Exercise goal: Please identify each line in the entries below that contains the string "mesh" and copy those lines out. Case counts when matching.

— Begin Exercise materials —

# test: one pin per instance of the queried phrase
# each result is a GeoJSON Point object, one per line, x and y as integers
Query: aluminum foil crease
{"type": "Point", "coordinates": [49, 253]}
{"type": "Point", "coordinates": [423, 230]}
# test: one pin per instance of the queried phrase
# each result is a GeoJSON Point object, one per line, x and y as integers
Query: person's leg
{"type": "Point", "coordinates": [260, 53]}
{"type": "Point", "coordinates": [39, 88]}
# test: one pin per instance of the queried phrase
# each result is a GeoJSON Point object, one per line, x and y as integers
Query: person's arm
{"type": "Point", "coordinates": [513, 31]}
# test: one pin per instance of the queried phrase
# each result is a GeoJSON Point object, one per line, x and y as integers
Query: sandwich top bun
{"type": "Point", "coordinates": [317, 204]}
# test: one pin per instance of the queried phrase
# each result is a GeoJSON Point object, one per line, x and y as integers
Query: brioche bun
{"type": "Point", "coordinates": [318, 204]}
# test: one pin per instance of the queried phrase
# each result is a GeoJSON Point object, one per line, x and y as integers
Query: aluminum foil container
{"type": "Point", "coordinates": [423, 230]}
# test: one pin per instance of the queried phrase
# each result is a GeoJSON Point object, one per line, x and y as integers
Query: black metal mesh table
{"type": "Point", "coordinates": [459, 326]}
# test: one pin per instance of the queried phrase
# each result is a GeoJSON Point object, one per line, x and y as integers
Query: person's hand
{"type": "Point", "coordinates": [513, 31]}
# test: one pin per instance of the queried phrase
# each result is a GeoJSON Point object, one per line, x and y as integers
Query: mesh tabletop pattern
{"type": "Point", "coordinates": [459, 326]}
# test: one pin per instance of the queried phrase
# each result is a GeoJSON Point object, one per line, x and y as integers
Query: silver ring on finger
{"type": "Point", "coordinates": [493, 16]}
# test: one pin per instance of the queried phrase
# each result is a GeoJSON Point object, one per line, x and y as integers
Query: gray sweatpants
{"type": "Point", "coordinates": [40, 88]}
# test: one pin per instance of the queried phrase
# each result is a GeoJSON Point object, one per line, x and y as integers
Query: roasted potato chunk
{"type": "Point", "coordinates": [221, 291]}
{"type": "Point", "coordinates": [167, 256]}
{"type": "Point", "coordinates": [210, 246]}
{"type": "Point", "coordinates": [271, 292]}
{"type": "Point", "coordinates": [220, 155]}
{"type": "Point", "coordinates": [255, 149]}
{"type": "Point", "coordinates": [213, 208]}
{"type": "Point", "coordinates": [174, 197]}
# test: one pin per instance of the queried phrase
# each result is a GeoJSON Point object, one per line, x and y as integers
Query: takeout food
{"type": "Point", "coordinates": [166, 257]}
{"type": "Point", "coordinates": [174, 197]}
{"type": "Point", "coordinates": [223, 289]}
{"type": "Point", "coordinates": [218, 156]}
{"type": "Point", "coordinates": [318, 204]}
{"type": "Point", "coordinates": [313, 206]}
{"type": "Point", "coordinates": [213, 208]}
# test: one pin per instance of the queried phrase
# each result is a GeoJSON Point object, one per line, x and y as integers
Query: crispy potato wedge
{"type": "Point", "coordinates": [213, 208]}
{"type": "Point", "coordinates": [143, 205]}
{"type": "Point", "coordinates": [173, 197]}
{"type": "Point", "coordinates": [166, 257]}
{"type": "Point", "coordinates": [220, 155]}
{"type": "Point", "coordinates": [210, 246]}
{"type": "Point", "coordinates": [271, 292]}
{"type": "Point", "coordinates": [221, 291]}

— End Exercise materials —

Answer:
Query: black metal mesh table
Query: mesh tabletop pattern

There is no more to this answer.